Le 6 janvier 2011, la SA LA FRANCAISE DES JEUX proposait dans le cadre de son offre de paris sportifs différentes formules concernant notamment le match de football opposant les équipes italiennes de Frosinone et de Livourne.
Le 6 janvier 2011, à 8 h M. G. faisait l’acquisition de 52 reçus portant sur autant de mises de 100€, pariant sur la victoire de LIVOURNE suivant la formule de pari “ 1N2 handicap”. Ce pari affichait une cote de 4,20.
Le même jour, à 8h30, la SA LA FRANCAISE DES JEUX considérant qu’il existait pour ce jeu des comportements anormaux laissant craindre un risque de fraude par blanchiment d’argent, interrompait les prises de jeu vers 9 h et annulait les paris
déjà enregistrés le 7 janvier 2011 à 19h30, avant la rencontre sportive. Elle considérait alors que tous paris étaient gagnants et passaient leur côte à 1.
Par acte du 15 mars 2011 M. G. fait assigner la FRANCAISE DES JEUX devant le Tribunal de Grande Instance de Carcassonne afin d’obtenir sa condamnation à lui payer les sommes suivantes :
- 19 140 € au titre des paris joués,
- 3000€ au titre des dommages et intérêts pour résistance
abusive,
La FRANCAISE DES JEUX a conclu au débouté en faisant valoir :
- qu’elle a fait la stricte application des articles 6-9- et 5-7 du règlement de la FRANCAISE DES JEUX ainsi que des textes législatifs et réglementaires applicables et notamment de l’article1er du décret du 1 avril 1985 visé er par le règlement,
- qu’elle n’a commis aucune faute,
- que Monsieur G. n’a subi aucun préjudice du fait de l’annulation du pari,
- que cette annulation est légitime,
- qu’elle offre de verser à M. G. les mises des reçus non remboursés soit 2500€ contre remises des dits reçus,
Par jugement du 3 mai 2012 le Tribunal a débouté M. G. de ses demandes.

== == ==

■ Tâche donnée:
Indiquez si chacune des affirmations suivantes concorde avec l'extrait sur le litige entre M. G. et la Française des jeux, en répondant par oui ou par non et en citant les mots décisifs du texte : (a) M. G. a acheté 52 reçus correspondant chacun à une mise de 100 € ; (b) le tribunal a donné raison à M. G. ; (c) le pari affichait une cote de 3,20.

== == ==

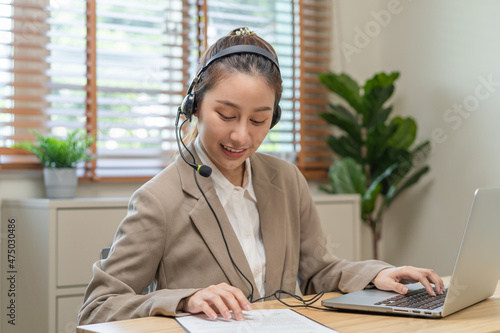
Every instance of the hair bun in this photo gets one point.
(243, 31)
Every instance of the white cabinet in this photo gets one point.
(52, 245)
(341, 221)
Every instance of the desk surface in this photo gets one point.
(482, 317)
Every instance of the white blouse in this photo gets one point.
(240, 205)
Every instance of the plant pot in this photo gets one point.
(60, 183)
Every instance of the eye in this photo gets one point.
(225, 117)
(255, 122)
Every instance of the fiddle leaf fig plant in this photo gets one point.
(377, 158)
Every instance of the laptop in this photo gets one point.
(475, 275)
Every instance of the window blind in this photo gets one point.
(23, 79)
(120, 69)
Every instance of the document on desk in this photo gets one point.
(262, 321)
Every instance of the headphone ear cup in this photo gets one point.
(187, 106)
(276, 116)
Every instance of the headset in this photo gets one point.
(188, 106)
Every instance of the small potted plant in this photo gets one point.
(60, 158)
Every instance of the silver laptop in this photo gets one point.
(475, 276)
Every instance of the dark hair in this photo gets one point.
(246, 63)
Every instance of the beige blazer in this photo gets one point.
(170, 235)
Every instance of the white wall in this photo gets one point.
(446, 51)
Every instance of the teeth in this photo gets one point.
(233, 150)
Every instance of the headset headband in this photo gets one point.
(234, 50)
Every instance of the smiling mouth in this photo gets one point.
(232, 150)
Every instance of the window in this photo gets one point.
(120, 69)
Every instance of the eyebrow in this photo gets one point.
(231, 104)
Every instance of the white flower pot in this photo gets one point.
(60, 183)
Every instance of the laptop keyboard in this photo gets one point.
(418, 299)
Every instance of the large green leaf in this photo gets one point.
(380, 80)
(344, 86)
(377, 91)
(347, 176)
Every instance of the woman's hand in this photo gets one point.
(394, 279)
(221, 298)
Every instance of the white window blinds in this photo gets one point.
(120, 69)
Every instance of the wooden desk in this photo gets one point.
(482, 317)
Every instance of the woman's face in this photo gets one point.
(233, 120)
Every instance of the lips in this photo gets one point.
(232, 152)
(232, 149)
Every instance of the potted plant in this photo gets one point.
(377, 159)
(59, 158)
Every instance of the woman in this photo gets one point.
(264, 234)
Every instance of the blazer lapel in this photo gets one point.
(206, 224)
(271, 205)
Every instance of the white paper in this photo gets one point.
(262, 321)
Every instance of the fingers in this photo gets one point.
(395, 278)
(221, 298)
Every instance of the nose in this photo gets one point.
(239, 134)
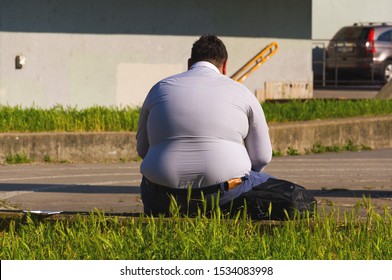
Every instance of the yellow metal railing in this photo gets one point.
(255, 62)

== == ==

■ Réponse attendue:
(a) Oui : « 52 reçus portant sur autant de mises de 100€ ».
(b) Non : « le Tribunal a débouté M. G. de ses demandes ».
(c) Non : « Ce pari affichait une cote de 4,20 ».